_Stated task:_
Pull out each line in the material below that contains the word "brass", and copy those lines.

****************************************

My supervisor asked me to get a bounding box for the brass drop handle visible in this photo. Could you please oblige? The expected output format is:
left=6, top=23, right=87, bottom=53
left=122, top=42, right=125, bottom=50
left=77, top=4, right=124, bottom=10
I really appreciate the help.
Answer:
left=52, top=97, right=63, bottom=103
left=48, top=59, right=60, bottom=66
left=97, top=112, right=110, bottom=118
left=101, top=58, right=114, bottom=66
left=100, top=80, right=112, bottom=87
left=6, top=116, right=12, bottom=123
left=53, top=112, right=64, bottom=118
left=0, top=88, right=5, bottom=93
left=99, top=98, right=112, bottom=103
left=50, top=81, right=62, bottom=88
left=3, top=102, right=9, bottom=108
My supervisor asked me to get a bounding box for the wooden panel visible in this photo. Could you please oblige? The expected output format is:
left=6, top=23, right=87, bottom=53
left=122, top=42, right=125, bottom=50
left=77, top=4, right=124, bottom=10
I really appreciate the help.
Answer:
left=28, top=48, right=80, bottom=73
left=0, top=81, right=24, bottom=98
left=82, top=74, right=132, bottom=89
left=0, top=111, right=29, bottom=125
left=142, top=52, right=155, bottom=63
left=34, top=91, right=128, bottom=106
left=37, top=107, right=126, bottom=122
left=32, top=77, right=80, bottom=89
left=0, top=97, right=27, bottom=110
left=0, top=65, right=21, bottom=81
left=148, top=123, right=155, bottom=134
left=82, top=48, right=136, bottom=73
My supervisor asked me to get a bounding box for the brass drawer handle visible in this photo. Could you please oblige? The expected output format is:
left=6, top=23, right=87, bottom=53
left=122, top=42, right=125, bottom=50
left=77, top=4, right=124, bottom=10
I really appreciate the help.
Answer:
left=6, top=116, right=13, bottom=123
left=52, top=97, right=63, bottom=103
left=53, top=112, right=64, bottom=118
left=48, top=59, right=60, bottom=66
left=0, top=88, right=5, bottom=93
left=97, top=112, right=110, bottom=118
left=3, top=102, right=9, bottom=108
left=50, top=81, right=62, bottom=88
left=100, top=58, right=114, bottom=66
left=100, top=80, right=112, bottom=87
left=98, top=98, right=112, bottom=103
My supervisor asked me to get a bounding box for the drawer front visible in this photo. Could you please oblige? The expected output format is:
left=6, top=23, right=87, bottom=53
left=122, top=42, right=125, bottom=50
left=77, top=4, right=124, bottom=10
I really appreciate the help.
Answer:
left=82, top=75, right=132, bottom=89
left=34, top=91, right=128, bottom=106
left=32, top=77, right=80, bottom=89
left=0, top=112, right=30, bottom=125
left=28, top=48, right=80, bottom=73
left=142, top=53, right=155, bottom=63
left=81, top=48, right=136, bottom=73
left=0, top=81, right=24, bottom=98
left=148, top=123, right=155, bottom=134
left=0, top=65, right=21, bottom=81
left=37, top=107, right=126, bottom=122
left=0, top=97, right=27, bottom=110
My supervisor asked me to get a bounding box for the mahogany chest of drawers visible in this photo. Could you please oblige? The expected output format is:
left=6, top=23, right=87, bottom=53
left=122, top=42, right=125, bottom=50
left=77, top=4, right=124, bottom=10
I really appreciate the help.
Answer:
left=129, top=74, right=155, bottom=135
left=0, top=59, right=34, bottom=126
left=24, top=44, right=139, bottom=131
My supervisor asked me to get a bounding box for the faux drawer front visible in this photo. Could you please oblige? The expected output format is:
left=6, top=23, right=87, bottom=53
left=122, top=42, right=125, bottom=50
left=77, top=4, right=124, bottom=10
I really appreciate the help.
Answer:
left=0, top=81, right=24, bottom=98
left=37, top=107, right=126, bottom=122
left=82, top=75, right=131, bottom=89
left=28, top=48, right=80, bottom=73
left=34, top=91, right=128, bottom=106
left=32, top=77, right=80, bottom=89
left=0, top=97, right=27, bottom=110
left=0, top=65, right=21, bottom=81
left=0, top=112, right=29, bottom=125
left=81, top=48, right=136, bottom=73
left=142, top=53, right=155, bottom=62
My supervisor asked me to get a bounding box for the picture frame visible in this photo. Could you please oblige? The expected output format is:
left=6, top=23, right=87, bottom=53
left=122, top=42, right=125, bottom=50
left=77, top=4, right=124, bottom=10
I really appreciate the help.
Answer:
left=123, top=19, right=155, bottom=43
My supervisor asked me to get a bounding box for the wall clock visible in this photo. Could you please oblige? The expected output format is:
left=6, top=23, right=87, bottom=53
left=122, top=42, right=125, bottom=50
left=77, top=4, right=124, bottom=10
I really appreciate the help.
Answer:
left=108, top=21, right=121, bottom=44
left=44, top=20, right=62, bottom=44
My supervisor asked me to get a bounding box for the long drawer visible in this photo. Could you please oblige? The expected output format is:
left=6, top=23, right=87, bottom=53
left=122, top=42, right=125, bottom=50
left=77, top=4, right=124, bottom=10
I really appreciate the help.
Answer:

****************************************

_Worked answer:_
My supervisor asked me to get a bounding box for the brass drop handle visible in this photo. Could you please oblige? The expected output format is:
My supervisor asked me to get a bounding box for the brass drawer handle visible in this photo. Could you please oblige? The expected output format is:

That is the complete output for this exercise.